Required work: Repeat each line of the data exactly as written.

Available data:
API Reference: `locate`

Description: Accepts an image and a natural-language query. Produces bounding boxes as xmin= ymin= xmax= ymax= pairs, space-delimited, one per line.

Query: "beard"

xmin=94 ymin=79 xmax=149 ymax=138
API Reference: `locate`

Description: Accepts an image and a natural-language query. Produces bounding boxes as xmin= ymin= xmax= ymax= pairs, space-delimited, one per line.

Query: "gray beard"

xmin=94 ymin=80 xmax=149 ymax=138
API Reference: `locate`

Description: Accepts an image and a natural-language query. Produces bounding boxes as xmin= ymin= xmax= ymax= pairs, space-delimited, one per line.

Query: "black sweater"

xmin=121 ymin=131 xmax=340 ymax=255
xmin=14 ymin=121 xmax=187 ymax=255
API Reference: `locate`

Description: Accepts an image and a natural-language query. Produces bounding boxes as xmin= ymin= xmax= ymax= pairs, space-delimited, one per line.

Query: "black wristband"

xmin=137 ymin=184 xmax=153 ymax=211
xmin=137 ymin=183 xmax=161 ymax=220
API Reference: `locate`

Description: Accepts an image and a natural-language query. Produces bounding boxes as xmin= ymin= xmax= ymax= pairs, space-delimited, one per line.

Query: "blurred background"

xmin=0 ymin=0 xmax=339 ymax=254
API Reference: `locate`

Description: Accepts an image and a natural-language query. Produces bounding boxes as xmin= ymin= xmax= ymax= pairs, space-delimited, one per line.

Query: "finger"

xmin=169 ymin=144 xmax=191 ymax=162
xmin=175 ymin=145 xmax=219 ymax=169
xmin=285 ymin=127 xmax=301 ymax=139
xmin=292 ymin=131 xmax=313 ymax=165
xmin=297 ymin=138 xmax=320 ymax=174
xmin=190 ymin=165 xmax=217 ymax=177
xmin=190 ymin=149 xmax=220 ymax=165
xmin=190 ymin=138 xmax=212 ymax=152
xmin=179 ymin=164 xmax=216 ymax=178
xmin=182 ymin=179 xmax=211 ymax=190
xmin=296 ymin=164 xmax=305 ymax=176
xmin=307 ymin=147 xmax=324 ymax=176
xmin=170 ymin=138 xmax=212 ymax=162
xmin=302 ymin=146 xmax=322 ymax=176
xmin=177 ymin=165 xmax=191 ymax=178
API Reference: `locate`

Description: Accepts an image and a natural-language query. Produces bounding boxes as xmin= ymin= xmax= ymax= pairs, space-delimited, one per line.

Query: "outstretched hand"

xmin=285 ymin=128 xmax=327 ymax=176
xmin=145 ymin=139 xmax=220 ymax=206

Task answer:
API Reference: `locate`

Description: Accepts an image and a natural-language query. Produces bounding boxes as xmin= ymin= xmax= ymax= pairs, space-delimited, one per line.

Query: "beard"

xmin=94 ymin=79 xmax=149 ymax=138
API Reference: `locate`

Description: Accepts an image and a natural-language query. Produces bounding boxes as xmin= ymin= xmax= ymax= pairs, space-delimited, one per line.

Query: "gray beard"

xmin=94 ymin=80 xmax=149 ymax=138
API Reference: `locate`

Description: Accepts an image and a natural-language query. Produces bounding boxes as xmin= ymin= xmax= ymax= pairs, space-delimited, one per line.

Query: "black sweater"

xmin=121 ymin=131 xmax=340 ymax=255
xmin=14 ymin=121 xmax=187 ymax=255
API Reference: `locate`

Description: Accepts an image and a natural-language query. Produces bounding boxes as xmin= ymin= xmax= ymax= pairs, space-delimited, one per line.

Query: "black wristband"

xmin=137 ymin=184 xmax=153 ymax=211
xmin=137 ymin=183 xmax=161 ymax=220
API Reference: `locate`

Description: Accepts an image and a natural-language query. Produces bounding boxes as xmin= ymin= xmax= ymax= pairs, space-delimited, one per line.

Query: "blurred background"

xmin=0 ymin=0 xmax=339 ymax=254
API Reference: `locate`

Description: Accepts an image and a natural-language query. Produces bounding boxes as xmin= ymin= xmax= ymax= pairs, space-delimited, one per line.

Query: "finger"

xmin=169 ymin=144 xmax=191 ymax=162
xmin=175 ymin=145 xmax=219 ymax=169
xmin=285 ymin=127 xmax=301 ymax=139
xmin=292 ymin=131 xmax=313 ymax=165
xmin=297 ymin=138 xmax=320 ymax=174
xmin=190 ymin=165 xmax=217 ymax=177
xmin=190 ymin=149 xmax=220 ymax=165
xmin=190 ymin=138 xmax=212 ymax=152
xmin=179 ymin=164 xmax=216 ymax=178
xmin=182 ymin=179 xmax=211 ymax=190
xmin=296 ymin=164 xmax=305 ymax=176
xmin=307 ymin=147 xmax=324 ymax=176
xmin=170 ymin=138 xmax=212 ymax=162
xmin=302 ymin=146 xmax=322 ymax=176
xmin=177 ymin=165 xmax=191 ymax=178
API Reference: `locate`

Description: Accepts an image and a natural-language query. Produces bounding boxes as xmin= ymin= xmax= ymax= pairs, space-delimited, one per line.

Query: "outstretched hand"

xmin=285 ymin=128 xmax=327 ymax=176
xmin=145 ymin=139 xmax=220 ymax=206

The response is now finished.